(SHORT TASK)
Copy the listing from the line with "Task: check that each instance of the leafy plant" to the line with "[(16, 108), (59, 106), (74, 92), (8, 51), (16, 79)]", keeping every line, and add -113 to each coordinate in the answers.

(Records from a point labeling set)
□ □ □ □
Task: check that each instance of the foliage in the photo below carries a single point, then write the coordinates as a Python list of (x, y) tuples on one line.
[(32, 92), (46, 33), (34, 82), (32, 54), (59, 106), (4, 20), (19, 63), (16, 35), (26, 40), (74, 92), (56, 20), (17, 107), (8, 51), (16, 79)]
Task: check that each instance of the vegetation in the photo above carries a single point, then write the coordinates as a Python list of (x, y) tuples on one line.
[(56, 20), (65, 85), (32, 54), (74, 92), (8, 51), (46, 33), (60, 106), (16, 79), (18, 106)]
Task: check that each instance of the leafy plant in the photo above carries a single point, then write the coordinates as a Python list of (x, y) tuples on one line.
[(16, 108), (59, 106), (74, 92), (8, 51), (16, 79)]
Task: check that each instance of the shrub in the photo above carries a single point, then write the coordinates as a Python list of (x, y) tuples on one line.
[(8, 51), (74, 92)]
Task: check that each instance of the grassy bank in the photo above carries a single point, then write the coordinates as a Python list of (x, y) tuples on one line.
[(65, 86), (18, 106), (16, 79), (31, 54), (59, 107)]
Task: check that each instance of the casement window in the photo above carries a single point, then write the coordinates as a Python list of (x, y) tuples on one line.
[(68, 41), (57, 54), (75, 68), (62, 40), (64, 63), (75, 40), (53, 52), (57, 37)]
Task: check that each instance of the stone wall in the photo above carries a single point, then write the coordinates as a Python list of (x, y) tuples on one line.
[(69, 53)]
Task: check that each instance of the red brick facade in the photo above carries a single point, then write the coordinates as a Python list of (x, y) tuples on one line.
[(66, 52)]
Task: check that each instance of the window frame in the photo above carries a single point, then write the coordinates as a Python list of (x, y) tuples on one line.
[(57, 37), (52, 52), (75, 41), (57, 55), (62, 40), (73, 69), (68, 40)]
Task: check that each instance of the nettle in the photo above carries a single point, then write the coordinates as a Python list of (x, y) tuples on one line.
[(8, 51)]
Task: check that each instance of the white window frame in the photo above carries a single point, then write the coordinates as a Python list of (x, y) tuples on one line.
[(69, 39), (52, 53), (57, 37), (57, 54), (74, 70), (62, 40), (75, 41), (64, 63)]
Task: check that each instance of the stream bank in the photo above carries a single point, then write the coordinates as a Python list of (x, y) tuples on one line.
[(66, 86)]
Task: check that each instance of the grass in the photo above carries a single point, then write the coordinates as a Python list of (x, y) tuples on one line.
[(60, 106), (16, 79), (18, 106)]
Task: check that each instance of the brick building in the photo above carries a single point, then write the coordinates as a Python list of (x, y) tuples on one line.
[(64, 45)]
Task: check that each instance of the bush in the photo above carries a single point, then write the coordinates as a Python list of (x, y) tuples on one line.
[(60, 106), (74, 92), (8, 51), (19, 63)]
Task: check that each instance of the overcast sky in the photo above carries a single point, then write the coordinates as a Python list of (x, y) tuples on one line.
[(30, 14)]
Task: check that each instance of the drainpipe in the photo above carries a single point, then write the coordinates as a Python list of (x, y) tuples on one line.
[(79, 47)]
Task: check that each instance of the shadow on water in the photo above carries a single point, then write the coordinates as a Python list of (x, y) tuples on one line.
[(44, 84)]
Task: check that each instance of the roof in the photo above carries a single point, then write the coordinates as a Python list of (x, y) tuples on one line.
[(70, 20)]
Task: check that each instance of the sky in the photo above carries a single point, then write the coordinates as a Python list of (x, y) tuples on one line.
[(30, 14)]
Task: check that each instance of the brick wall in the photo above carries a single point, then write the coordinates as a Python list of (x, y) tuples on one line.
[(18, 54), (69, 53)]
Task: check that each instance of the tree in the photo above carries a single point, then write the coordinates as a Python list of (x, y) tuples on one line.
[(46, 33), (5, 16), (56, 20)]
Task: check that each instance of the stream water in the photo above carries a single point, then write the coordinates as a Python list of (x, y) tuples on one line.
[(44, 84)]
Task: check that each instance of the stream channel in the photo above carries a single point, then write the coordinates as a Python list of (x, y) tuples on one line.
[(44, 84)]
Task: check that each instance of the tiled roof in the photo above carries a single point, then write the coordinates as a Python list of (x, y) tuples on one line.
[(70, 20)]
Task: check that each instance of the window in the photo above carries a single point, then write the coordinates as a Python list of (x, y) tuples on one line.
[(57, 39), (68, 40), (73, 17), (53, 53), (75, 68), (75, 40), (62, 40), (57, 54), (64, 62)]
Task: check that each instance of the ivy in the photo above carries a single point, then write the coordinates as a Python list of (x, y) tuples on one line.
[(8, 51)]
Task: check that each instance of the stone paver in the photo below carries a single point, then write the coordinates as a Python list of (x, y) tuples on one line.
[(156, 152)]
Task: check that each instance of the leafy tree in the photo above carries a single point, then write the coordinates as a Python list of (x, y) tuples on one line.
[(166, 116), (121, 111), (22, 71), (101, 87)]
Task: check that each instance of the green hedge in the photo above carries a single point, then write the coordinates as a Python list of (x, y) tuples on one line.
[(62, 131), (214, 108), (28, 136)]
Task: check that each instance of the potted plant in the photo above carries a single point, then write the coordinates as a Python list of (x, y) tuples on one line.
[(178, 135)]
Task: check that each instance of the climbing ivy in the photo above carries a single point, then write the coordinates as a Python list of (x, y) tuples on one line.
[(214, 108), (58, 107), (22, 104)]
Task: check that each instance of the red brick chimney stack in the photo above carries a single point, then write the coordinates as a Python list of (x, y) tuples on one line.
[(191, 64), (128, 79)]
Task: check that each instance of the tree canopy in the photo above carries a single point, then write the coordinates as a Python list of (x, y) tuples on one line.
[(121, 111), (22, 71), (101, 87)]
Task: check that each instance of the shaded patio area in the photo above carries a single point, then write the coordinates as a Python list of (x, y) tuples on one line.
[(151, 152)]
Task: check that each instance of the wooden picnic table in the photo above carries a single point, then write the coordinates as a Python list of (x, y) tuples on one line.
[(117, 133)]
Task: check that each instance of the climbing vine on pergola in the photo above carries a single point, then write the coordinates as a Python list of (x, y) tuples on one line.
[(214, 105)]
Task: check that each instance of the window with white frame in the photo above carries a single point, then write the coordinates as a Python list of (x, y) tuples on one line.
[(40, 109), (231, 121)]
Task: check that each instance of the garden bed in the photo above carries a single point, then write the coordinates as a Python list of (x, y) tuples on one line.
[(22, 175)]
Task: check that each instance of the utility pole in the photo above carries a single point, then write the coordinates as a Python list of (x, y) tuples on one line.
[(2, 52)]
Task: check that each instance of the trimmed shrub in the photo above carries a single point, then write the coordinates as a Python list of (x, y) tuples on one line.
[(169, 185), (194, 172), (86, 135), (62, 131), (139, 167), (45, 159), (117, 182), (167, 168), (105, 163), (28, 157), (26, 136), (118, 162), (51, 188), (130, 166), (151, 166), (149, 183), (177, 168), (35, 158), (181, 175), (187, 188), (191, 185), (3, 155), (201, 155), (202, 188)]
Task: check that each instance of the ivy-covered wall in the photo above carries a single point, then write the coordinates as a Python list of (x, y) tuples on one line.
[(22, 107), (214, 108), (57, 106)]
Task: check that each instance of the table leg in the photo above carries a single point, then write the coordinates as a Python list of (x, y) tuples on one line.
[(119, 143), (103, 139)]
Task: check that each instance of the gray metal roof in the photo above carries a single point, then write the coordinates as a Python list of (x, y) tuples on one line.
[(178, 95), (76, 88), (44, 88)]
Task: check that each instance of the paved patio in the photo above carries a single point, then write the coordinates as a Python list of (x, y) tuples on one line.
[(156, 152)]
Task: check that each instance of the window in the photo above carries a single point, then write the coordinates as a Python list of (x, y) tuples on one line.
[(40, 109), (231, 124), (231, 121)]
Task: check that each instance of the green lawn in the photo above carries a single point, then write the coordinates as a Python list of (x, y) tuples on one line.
□ □ □ □
(IN RESPONSE)
Task: check that each instance of the leafy plant in the photo above carries a single point, then write the coordinates as a Python list of (x, y) tuples on one line.
[(-97, -5), (-54, -7), (-39, -21), (-105, -62), (-97, -34)]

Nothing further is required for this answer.